### Task requirements
Output the data that follows exactly, line for line.

+---+

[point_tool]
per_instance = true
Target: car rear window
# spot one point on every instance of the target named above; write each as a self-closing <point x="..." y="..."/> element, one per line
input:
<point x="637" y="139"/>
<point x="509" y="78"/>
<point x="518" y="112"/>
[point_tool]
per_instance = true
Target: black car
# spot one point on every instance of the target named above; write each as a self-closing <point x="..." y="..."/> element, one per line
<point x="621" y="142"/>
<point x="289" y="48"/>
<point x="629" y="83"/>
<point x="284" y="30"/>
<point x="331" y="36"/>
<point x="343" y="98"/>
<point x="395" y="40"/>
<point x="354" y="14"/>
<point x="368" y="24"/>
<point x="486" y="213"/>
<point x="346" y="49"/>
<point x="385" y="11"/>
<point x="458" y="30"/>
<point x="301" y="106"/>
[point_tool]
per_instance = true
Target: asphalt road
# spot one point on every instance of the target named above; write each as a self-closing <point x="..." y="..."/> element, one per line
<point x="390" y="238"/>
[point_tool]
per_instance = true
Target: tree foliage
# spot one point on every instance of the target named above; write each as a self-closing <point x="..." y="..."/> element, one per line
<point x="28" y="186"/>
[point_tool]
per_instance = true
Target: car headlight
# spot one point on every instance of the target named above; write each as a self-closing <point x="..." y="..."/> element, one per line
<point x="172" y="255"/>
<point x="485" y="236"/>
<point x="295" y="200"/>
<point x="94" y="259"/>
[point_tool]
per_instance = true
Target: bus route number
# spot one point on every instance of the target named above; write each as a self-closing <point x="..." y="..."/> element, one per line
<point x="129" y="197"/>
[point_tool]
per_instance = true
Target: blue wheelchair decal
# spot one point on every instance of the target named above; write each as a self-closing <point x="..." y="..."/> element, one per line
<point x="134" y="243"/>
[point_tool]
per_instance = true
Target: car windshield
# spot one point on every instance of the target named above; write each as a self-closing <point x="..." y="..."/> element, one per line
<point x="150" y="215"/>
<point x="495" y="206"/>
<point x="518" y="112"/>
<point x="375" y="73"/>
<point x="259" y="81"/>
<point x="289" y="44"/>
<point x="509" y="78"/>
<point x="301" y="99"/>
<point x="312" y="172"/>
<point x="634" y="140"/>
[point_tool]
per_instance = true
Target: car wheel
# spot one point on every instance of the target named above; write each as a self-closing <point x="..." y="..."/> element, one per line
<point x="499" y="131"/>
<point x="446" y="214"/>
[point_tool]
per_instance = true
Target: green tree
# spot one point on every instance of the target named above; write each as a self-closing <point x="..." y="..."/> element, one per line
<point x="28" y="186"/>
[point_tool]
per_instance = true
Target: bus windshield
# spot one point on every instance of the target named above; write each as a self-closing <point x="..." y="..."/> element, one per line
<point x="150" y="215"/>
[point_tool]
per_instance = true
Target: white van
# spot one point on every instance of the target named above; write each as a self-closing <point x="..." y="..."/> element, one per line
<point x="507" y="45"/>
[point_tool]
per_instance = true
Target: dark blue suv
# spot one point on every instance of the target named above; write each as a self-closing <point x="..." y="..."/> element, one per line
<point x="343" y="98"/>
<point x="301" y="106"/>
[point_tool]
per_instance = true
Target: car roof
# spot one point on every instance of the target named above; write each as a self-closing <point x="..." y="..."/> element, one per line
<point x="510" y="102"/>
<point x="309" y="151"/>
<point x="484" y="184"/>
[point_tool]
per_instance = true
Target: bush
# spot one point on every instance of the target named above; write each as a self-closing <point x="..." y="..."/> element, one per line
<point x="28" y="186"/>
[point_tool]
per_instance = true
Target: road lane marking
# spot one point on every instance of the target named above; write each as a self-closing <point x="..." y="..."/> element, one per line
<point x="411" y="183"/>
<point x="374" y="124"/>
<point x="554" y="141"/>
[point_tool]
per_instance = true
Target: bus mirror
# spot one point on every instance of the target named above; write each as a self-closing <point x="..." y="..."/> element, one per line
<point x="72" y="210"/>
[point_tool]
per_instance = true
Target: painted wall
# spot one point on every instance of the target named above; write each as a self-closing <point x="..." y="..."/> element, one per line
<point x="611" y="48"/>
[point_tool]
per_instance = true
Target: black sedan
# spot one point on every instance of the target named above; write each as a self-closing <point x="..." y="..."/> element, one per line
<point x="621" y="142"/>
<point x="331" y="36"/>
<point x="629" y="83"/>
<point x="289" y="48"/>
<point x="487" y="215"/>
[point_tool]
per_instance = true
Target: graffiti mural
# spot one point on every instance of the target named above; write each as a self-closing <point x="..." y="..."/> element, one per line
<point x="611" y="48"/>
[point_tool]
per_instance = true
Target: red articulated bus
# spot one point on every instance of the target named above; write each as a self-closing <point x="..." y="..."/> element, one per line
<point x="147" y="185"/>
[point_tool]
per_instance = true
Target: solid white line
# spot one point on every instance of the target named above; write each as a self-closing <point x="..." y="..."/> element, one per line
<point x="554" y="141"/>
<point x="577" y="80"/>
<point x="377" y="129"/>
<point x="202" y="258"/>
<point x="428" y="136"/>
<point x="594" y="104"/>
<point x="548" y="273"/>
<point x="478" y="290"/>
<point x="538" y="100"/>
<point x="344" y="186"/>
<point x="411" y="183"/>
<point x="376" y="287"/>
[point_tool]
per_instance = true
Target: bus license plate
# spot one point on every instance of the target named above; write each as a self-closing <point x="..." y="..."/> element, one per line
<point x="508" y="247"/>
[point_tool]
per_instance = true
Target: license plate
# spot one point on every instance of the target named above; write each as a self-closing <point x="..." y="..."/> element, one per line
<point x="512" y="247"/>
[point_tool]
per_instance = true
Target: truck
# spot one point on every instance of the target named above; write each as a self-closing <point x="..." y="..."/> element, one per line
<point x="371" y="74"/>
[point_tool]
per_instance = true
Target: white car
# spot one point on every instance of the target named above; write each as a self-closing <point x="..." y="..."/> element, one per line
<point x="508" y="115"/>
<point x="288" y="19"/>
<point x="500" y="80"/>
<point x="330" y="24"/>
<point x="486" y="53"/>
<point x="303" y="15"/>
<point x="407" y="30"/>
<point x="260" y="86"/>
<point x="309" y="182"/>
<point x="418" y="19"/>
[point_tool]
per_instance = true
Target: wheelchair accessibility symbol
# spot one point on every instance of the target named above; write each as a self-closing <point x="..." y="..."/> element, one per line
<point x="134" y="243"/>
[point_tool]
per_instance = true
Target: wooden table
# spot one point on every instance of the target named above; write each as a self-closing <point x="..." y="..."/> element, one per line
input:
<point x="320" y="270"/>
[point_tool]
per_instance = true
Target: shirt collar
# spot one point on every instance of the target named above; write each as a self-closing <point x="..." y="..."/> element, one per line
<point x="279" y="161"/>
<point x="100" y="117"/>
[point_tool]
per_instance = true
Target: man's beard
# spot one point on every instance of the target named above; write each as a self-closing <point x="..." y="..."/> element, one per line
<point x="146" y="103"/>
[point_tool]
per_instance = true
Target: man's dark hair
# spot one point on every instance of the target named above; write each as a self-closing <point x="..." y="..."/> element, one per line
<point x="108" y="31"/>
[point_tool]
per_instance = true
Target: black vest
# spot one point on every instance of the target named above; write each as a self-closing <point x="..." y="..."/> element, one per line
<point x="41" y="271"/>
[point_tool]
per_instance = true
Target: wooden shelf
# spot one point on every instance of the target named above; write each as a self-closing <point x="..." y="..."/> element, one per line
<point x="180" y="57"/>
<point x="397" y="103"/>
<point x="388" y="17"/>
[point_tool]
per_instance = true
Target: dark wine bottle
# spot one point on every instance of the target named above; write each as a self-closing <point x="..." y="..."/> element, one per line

+---+

### Task solution
[point_tool]
per_instance = true
Target: car rear window
# spot one point on every instance of the target named above; write each as a self-closing <point x="..." y="..."/> element, one per line
input:
<point x="637" y="139"/>
<point x="509" y="78"/>
<point x="518" y="112"/>
[point_tool]
per_instance = true
Target: black car
# spot one point on every instance of the target named above; write each as a self-closing <point x="..." y="..."/> element, one per line
<point x="621" y="142"/>
<point x="289" y="48"/>
<point x="629" y="83"/>
<point x="284" y="30"/>
<point x="331" y="36"/>
<point x="343" y="98"/>
<point x="395" y="40"/>
<point x="354" y="14"/>
<point x="368" y="24"/>
<point x="486" y="213"/>
<point x="346" y="49"/>
<point x="385" y="11"/>
<point x="458" y="30"/>
<point x="301" y="106"/>
[point_tool]
per_instance = true
Target: asphalt road
# spot one point on every instance of the target named above; write each as a self-closing <point x="..." y="..."/> element, one per line
<point x="390" y="238"/>
[point_tool]
per_instance = true
Target: tree foliage
# spot one point on every instance of the target named above; write each as a self-closing <point x="..." y="..."/> element, one per line
<point x="28" y="186"/>
[point_tool]
per_instance = true
Target: car headlight
# spot one point on every instance of the target named above; write each as a self-closing <point x="..." y="..."/> element, one per line
<point x="172" y="255"/>
<point x="485" y="236"/>
<point x="295" y="200"/>
<point x="94" y="259"/>
[point_tool]
per_instance = true
Target: bus route number
# spot one point on every instance of the target named above; write each as a self-closing <point x="..." y="..."/> element, one per line
<point x="129" y="197"/>
[point_tool]
per_instance = true
Target: blue wheelchair decal
# spot one point on every instance of the target named above; write each as a self-closing <point x="..." y="..."/> element, one per line
<point x="134" y="243"/>
[point_tool]
per_instance = true
Target: car windshield
# spot one point on every instance of the target named above; write each as a self-closing <point x="..." y="..."/> element, one per line
<point x="150" y="215"/>
<point x="495" y="206"/>
<point x="518" y="112"/>
<point x="375" y="73"/>
<point x="259" y="81"/>
<point x="289" y="44"/>
<point x="509" y="78"/>
<point x="301" y="99"/>
<point x="312" y="172"/>
<point x="634" y="140"/>
[point_tool]
per_instance = true
Target: car wheel
# spot one point on every instance of the target named above; write each as a self-closing <point x="..." y="..."/> element, one per line
<point x="499" y="131"/>
<point x="446" y="214"/>
[point_tool]
per_instance = true
Target: green tree
# spot one point on every instance of the target named above; write each as a self-closing <point x="..." y="..."/> element, one per line
<point x="28" y="186"/>
[point_tool]
per_instance = true
Target: bus windshield
# spot one point on every instance of the target named above; write each as a self-closing <point x="..." y="..."/> element, one per line
<point x="150" y="215"/>
[point_tool]
per_instance = true
Target: white van
# spot one point on every instance of the target named above; write each as a self-closing <point x="..." y="..."/> element, one per line
<point x="507" y="45"/>
[point_tool]
per_instance = true
Target: dark blue suv
# spot one point on every instance of the target named above; write each as a self-closing <point x="..." y="..."/> element, one per line
<point x="343" y="98"/>
<point x="301" y="106"/>
[point_tool]
per_instance = true
Target: car roof
# spot one point on every instance of the target named above; write each as a self-closing <point x="..." y="..."/> element, one per line
<point x="510" y="102"/>
<point x="309" y="151"/>
<point x="484" y="184"/>
[point_tool]
per_instance = true
Target: bush
# spot one point on every instance of the target named above; write each as a self-closing <point x="..." y="..."/> element, one per line
<point x="28" y="186"/>
[point_tool]
per_instance = true
Target: road lane marking
# spot one point on every instance of the target named above; write each as a self-closing <point x="..." y="..."/> element, one per line
<point x="411" y="183"/>
<point x="374" y="124"/>
<point x="554" y="141"/>
[point_tool]
per_instance = true
Target: bus mirror
# spot one point on every instance of the target named above; write each as a self-closing <point x="..." y="..."/> element, one per line
<point x="72" y="210"/>
[point_tool]
per_instance = true
Target: painted wall
# spot one point on every instance of the target named above; write each as a self-closing <point x="..." y="..."/> element, one per line
<point x="611" y="48"/>
[point_tool]
per_instance = true
Target: black sedan
# spot one point on every instance of the target named above; write each as a self-closing <point x="..." y="..."/> element, one per line
<point x="621" y="142"/>
<point x="331" y="36"/>
<point x="629" y="83"/>
<point x="289" y="48"/>
<point x="487" y="215"/>
[point_tool]
per_instance = true
Target: graffiti mural
# spot one point on every instance of the target named above; write each as a self-closing <point x="..." y="..."/> element, one per line
<point x="611" y="48"/>
[point_tool]
per_instance = true
Target: red articulated bus
# spot one point on every instance of the target named above; write each as a self-closing <point x="..." y="..."/> element, one per line
<point x="147" y="185"/>
[point_tool]
per_instance = true
Target: solid white line
# spot one point on every instance of the target named above; write each as a self-closing <point x="..." y="..."/> element, one per line
<point x="554" y="141"/>
<point x="577" y="80"/>
<point x="377" y="129"/>
<point x="202" y="258"/>
<point x="428" y="136"/>
<point x="594" y="104"/>
<point x="548" y="273"/>
<point x="478" y="290"/>
<point x="538" y="100"/>
<point x="344" y="186"/>
<point x="411" y="183"/>
<point x="376" y="287"/>
[point_tool]
per_instance = true
Target: bus license plate
# spot one point on every instance of the target named above; write each as a self-closing <point x="..." y="..."/> element, one per line
<point x="508" y="247"/>
[point_tool]
per_instance = true
Target: license plate
# spot one point on every instance of the target named above; write each as a self-closing <point x="..." y="..."/> element, one per line
<point x="512" y="247"/>
[point_tool]
per_instance = true
Target: truck
# spot one point on every instance of the target named above; write each as a self-closing <point x="..." y="..."/> element, one per line
<point x="371" y="74"/>
[point_tool]
per_instance = true
Target: white car
# spot one point on every instance of the target named above; write each as a self-closing <point x="..." y="..."/> element, one per line
<point x="508" y="115"/>
<point x="288" y="19"/>
<point x="500" y="80"/>
<point x="330" y="24"/>
<point x="486" y="53"/>
<point x="303" y="15"/>
<point x="407" y="30"/>
<point x="260" y="86"/>
<point x="309" y="182"/>
<point x="418" y="19"/>
[point_tool]
per_instance = true
Target: wheelchair accessibility symbol
# spot one point on every instance of the target named above; write each as a self-closing <point x="..." y="..."/> element, one per line
<point x="134" y="243"/>
[point_tool]
per_instance = true
Target: wooden table
# spot one point on every instance of the target named above; write each as a self-closing <point x="..." y="..."/> element, one per line
input:
<point x="320" y="270"/>
[point_tool]
per_instance = true
Target: shirt collar
# spot one point on every instance of the target named above; write each as a self-closing <point x="..." y="..."/> element, one per line
<point x="279" y="161"/>
<point x="100" y="117"/>
[point_tool]
per_instance = true
Target: man's beard
# spot one point on every instance of the target named above; write each as a self-closing <point x="..." y="..."/> element, one per line
<point x="146" y="103"/>
[point_tool]
per_instance = true
Target: man's dark hair
# spot one point on every instance of the target named above; write each as a self-closing <point x="..." y="..."/> element, one per line
<point x="108" y="31"/>
[point_tool]
per_instance = true
Target: black vest
# spot one point on every instance of the target named above; write each as a self-closing <point x="..." y="..."/> element, one per line
<point x="41" y="271"/>
[point_tool]
per_instance = true
Target: wooden shelf
# spot one point on every instance of the target named above; write each as a self-closing <point x="..." y="..."/> element, one per line
<point x="180" y="57"/>
<point x="397" y="103"/>
<point x="388" y="17"/>
[point_tool]
per_instance = true
Target: dark wine bottle
# spot one point on every instance of the target named above; write each as a self-closing <point x="..." y="..."/> element, one per line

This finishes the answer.